> _Supplied passage_
= Beginning of Section =

Sexuality in music videos has been evident since the 1980s.

1980s
On August 1, 1981, MTV, the first 24-hour music video channel, began broadcasting. Directed towards adolescents, it promoted societal trends through video content and advertisements. The material displayed helped the audience identify appropriate male and female roles, behaviors, and careers. In the 1980s, typical feminine stereotypes included: submissive, performed household duties and emotional. In contrast common male clichés were: dominant, professional occupations and aggressive. Young adults watched MTV mainly because it was different from other programs; they were intrigued by the combination of visuals with music and watched them as "leisure time entertainment". The Rolling Stones, AC/DC, Michael Jackson, and Guns N' Roses were  significant musicians featured on MTV. Music Television had a commanding influence on its audience and heavily affected the ways adolescents viewed their role in society.

Music videos released in the 1980s typically depicted women as alluring objects. Aligning with typical stereotypes, women were portrayed as attractive, yet submissive. Although women's talents may be acknowledged, their skill never surpassed the male's; this concept is evident in AC/DC's video for "Sink the Pink". In the video one of the main characters is a self-assured woman who is a skilled pool player. She uses her talent and sexuality as an attention-getter but is not shown as more talented than the male characters.

In a 1987 study, thirty hours of MTV content was analyzed. The results suggested: 57% of music videos displayed women being objectified, 17% showed women's talents being accounted for yet her sexual role was highlighted, 14% did not align with typical stereotypes and 12% acknowledged women's independence. In addition to these results, touching was displayed in over 50% of music videos and women were often seen in seductive clothing.

1990s
Music remained an essential part of the cultural evolution of the 1990s. The music scene transitioned into a darker and more provocative sound with the rise of the genres of alternative, hip-hop and R&B. Popular music videos of the time came from artists such as Nirvana, Notorious B.I.G., Aaliyah, Weezer, Michael Jackson, and Radiohead. While the acclaimed artists and genres of the time differed from the previous decade, the visual depictions of this music and how they were delivered to the public remained the same. MTV continued to be socially relevant. Airing music videos continued youth culture's exposure to varied visual experiences. As music videos grew in popularity and cultural prominence, researchers began to look at the link between gender identities and mass media platforms. Several studies have been conducted regarding gender portrayals in music videos of the 1990s.

= End of Section =

(Records from a data source)

= Beginning of Section =

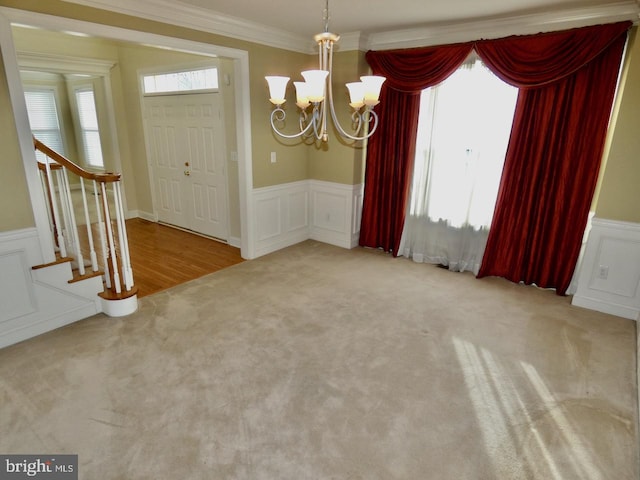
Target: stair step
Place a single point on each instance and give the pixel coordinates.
(78, 278)
(57, 261)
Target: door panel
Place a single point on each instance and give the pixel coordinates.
(187, 157)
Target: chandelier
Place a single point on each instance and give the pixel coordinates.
(316, 91)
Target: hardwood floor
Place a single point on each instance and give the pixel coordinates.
(163, 257)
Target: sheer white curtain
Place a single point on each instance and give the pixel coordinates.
(463, 132)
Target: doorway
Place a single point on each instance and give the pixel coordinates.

= End of Section =

> _Work to complete_
Sum up the text on sexuality in music videos in three sentences.

> _Solution below_
MTV, the first 24-hour music video channel, began broadcasting on August 1, 1981, and strongly shaped how adolescents saw their roles in society, including male and female roles. Music videos of the 1980s typically showed women as alluring but submissive objects, and a 1987 study of thirty hours of MTV content found that 57% of the videos objectified women. In the 1990s music turned darker and more provocative with the rise of alternative, hip-hop and R&B, but the way videos depicted and delivered it stayed the same, and several studies looked at gender portrayals in them.